Selection ::
Vox Populi
A Letter to the Editor

Dealing with Punishment
Thursday, November 19, 2009

by Ken Stremsky

Thanks for commenting on the Constitution in your commentary dealing with punishment. Thanks also for mentioning Amendment Six.

Congress gets to decide if terrorists are tried in civil courts or military tribunals and not the President and Attorney General. I believe Amendment Six applies in military tribunals as well when criminal prosecutions are taking place.

Terrorism is both criminal and military. Military tribunals dealing with criminal prosecutions, however, should be open to the public if Congress chooses military tribunals for criminal prosecutions.

Our government has the power to abrogate a Treaty- that is, nullify a Treaty. I mention "abrogate a Treaty" because I think it makes a lot of sense for Congress to "grant Letters of Marque and Reprisal" to deal with terrorists. I think this is more useful and less harmful to us and others than many of the things we have done dealing with terrorists.

Ken Stremsky
kstremsky at live dot com

Mr. Berg-Andersson responds:

Congress certainly has the power to define the jurisdiction of Federal courts by law, as the very first sentence of Article III, Section 1 of the U.S. Constitution states that [t]he judicial power of the United States, shall be vested in one Supreme Court, and in such inferior Courts as the Congress may from time to time ordain and establish. This "ordain[ing] and establish[ing" of a Federal Court system by Congress obviously implies that Congress also has the power to, by statute, define- and, later, alter- the jurisdiction of said courts Congress itself has created.

Prompt A ::
Report how many lines in the records contain the word "woman". Give only the number.

Given entries ::

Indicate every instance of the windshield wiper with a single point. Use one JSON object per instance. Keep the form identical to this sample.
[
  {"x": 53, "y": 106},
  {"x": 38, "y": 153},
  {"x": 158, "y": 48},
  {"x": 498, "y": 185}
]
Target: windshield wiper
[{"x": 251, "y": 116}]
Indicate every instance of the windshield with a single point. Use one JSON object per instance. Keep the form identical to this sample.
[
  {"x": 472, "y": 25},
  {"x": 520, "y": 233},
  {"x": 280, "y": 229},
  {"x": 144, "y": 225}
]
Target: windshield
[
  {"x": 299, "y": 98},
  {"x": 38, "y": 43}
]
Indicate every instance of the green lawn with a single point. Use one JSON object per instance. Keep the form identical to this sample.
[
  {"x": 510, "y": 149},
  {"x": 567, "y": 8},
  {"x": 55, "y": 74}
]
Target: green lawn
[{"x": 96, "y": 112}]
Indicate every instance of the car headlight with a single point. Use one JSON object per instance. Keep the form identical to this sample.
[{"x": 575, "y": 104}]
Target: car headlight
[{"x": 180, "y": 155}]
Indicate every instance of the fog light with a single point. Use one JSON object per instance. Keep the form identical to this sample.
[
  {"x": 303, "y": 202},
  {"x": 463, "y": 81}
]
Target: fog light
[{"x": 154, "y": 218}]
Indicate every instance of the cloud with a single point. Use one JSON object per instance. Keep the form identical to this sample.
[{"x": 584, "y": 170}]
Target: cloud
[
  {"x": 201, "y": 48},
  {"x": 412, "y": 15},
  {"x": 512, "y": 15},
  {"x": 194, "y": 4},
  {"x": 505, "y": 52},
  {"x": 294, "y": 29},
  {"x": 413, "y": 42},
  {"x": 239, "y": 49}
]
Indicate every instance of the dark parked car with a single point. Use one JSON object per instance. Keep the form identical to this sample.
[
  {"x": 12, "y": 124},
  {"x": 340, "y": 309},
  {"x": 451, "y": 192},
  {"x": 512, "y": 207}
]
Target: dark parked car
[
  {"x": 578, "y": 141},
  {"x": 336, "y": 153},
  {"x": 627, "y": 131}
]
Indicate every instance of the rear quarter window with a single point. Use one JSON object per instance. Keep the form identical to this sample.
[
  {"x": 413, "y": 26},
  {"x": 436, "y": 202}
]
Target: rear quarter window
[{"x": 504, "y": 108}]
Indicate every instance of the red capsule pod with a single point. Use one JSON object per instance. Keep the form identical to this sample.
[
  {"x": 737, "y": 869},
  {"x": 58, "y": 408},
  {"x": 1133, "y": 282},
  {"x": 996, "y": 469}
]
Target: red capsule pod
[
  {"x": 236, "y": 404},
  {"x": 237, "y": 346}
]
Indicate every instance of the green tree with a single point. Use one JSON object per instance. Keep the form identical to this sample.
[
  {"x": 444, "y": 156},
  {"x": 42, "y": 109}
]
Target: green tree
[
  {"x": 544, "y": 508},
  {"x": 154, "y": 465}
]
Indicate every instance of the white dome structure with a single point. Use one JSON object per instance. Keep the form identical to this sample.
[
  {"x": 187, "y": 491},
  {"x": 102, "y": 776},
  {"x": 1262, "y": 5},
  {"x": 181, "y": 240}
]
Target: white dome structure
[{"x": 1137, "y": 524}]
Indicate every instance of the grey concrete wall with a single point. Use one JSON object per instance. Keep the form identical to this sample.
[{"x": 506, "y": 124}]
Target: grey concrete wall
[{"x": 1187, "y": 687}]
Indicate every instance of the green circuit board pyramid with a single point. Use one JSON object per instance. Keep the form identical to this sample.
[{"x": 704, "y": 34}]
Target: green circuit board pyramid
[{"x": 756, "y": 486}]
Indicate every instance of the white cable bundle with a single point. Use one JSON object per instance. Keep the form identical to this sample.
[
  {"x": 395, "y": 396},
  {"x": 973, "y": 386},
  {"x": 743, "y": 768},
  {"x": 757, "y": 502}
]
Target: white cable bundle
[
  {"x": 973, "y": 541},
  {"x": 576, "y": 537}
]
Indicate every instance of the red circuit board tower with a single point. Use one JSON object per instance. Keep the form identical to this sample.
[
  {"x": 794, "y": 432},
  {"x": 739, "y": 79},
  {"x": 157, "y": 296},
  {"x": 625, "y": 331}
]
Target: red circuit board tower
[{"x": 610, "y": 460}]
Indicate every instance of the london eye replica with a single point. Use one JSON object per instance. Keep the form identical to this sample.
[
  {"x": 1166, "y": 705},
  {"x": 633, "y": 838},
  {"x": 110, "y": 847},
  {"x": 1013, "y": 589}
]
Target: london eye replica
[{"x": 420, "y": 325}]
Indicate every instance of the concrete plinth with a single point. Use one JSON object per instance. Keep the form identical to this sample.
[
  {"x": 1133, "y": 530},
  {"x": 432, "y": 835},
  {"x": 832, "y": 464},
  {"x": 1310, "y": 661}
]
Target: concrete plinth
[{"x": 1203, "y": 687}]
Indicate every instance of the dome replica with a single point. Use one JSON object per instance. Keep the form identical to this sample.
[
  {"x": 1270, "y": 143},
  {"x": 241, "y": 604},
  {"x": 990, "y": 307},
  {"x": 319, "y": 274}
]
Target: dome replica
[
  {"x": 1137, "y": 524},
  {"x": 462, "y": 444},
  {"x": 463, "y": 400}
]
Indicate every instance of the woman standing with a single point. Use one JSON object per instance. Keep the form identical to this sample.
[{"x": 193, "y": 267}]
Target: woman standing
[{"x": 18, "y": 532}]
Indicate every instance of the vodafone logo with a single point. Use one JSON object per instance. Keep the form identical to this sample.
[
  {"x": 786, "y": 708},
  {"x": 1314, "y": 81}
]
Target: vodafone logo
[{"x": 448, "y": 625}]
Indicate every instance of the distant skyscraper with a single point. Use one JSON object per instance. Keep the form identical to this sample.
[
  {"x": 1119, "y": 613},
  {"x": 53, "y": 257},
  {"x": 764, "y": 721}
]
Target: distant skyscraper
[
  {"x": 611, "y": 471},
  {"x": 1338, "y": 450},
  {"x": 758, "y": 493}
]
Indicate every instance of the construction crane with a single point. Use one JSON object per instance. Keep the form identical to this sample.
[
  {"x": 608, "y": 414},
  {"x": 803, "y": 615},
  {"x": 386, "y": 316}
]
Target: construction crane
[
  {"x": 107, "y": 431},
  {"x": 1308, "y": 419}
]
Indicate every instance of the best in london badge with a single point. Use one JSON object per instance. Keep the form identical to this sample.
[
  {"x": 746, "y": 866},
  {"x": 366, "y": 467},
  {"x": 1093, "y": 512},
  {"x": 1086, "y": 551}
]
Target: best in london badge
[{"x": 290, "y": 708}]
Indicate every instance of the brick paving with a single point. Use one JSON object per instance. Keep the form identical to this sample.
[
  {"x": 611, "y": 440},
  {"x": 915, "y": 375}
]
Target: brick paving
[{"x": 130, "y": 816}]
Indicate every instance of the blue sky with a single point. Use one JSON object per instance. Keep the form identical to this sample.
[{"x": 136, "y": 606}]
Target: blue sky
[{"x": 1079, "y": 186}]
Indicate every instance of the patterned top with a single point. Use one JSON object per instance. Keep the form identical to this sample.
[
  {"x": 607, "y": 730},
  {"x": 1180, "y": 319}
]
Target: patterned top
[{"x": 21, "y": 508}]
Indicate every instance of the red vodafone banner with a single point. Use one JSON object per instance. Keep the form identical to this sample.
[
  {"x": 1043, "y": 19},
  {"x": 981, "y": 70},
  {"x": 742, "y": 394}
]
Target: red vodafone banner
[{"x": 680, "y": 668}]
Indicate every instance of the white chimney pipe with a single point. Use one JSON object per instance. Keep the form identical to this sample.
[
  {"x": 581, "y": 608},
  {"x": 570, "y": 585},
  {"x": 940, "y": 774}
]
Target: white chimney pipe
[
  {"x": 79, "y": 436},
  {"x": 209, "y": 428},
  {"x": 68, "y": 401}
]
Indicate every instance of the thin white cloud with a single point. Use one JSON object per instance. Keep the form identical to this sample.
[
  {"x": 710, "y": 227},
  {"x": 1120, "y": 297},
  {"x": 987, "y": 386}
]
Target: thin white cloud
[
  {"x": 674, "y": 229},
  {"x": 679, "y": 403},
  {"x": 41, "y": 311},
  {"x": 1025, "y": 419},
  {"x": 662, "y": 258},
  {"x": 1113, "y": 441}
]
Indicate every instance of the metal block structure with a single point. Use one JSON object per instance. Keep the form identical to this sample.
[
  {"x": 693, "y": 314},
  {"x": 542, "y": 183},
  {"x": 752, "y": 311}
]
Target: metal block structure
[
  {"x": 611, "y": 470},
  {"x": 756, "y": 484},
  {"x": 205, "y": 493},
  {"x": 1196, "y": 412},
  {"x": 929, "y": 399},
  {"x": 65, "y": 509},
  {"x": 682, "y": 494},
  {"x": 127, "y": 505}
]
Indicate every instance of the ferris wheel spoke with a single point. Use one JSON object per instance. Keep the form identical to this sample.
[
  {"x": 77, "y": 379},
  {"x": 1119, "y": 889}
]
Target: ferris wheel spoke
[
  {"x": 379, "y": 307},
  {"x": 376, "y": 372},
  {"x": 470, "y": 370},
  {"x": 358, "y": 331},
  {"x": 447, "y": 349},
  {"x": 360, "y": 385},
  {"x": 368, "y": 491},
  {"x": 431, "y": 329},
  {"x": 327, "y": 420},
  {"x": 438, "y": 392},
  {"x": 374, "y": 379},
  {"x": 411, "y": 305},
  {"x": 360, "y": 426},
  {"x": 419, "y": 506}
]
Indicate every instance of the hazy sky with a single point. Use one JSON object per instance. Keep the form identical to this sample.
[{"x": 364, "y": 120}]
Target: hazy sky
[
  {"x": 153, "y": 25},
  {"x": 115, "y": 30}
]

Prompt B ::
Summarize the letter to the editor and the reply to it in two sentences.

Response A ::
2

Response B ::
Ken Stremsky argues that Congress, not the President and Attorney General, decides whether terrorists are tried in civil courts or military tribunals, believes Amendment Six applies in military tribunals handling criminal prosecutions, which should be open to the public, and suggests Congress grant Letters of Marque and Reprisal to deal with terrorists. Mr. Berg-Andersson responds that Congress has the power to define the jurisdiction of Federal courts, citing the first sentence of Article III, Section 1 of the U.S. Constitution.